## Problem description
Set down every entry once more, character for character.

## Material for this task
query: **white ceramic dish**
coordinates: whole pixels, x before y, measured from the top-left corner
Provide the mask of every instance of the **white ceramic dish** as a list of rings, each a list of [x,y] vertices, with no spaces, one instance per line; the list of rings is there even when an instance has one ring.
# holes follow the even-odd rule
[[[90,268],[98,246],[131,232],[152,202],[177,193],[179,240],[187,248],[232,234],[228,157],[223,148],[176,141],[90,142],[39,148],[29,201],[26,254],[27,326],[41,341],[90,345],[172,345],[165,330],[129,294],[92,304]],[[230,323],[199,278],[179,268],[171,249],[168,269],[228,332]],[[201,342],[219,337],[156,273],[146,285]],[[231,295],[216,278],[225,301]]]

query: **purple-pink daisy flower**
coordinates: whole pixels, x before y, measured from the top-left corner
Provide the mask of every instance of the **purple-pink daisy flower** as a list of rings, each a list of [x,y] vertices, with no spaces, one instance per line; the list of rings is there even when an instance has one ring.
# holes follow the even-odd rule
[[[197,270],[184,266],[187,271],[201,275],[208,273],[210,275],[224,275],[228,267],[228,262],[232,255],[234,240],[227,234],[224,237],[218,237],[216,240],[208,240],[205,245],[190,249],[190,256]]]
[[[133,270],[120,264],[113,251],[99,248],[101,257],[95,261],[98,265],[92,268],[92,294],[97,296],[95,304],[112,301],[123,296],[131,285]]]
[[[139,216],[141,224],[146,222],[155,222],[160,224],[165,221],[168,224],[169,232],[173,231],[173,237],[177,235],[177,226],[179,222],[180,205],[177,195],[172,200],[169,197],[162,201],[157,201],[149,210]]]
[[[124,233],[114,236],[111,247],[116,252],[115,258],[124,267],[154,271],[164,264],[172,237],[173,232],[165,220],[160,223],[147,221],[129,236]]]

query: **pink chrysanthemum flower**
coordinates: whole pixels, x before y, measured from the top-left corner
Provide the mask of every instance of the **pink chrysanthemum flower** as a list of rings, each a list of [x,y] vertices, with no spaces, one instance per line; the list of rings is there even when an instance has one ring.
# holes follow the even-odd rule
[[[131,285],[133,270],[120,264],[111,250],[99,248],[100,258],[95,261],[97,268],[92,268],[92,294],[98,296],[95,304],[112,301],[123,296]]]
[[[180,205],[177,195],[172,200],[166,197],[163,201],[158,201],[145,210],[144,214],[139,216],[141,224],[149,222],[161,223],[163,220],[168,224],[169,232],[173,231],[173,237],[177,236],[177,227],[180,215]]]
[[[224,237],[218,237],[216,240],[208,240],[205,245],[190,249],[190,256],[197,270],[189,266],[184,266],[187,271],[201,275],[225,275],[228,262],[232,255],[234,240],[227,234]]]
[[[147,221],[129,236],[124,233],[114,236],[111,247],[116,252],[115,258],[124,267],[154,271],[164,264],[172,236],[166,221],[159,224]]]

## Output for this task
query: **white ceramic dish**
coordinates: whole pixels, x before y, measured from the top-left corner
Provide the mask of every instance of the **white ceramic dish** as a list of rings, each a list of [x,y] vertices, with no spaces, one instance per line; the list of rings is there even when an instance has one ring.
# holes follow the even-odd rule
[[[90,268],[98,246],[131,232],[152,202],[177,193],[179,240],[187,248],[232,234],[228,157],[223,148],[176,141],[90,142],[39,148],[29,201],[26,254],[27,326],[41,341],[90,345],[172,345],[165,330],[129,294],[92,304]],[[230,323],[199,278],[179,268],[171,249],[168,269],[228,332]],[[201,342],[219,337],[156,273],[146,285]],[[231,295],[216,278],[225,301]]]

query: **purple-pink daisy flower**
coordinates: whole pixels, x before y, measured from the top-left corner
Provide the mask of every instance of the **purple-pink daisy flower** as a list of rings, each a list of [x,y] vertices, with no spaces, one instance per line; the list of rings is there even when an instance has one ring.
# holes follow the even-odd rule
[[[197,270],[184,266],[187,271],[201,275],[208,273],[210,275],[224,275],[228,267],[228,262],[232,255],[234,240],[227,234],[224,237],[218,237],[216,240],[208,240],[205,245],[190,249],[190,256]]]
[[[133,270],[120,264],[113,251],[99,248],[101,257],[95,261],[98,265],[92,268],[92,294],[97,296],[95,304],[112,301],[123,296],[131,285]]]
[[[139,216],[141,224],[146,222],[155,222],[160,224],[165,221],[168,224],[169,232],[173,231],[173,237],[177,235],[177,226],[179,222],[180,205],[177,195],[172,200],[169,197],[162,201],[157,201],[149,210]]]
[[[124,233],[114,236],[111,247],[116,252],[115,258],[124,267],[154,271],[164,264],[172,237],[173,232],[165,220],[160,223],[147,221],[129,236]]]

query: **pink chrysanthemum flower**
coordinates: whole pixels, x before y, measured from the top-left corner
Provide the mask of every instance of the **pink chrysanthemum flower** as a list of rings, each a list of [x,y] vertices, with no spaces, one instance per line; the list of rings is there even when an instance has one ring.
# holes follow the even-odd rule
[[[131,285],[133,270],[120,264],[111,250],[99,248],[100,258],[95,261],[97,268],[92,268],[92,294],[98,296],[95,304],[112,301],[123,296]]]
[[[180,205],[177,195],[172,200],[166,197],[163,201],[158,201],[145,210],[144,214],[139,216],[141,224],[149,222],[161,223],[163,220],[168,224],[169,232],[173,231],[173,237],[177,236],[177,227],[180,215]]]
[[[224,237],[218,237],[216,240],[208,240],[205,245],[190,249],[190,256],[197,270],[189,266],[184,266],[187,271],[201,275],[225,275],[228,262],[232,255],[234,240],[227,234]]]
[[[147,221],[129,236],[124,233],[114,236],[111,247],[116,252],[115,258],[124,267],[154,271],[164,264],[172,236],[166,221],[159,224]]]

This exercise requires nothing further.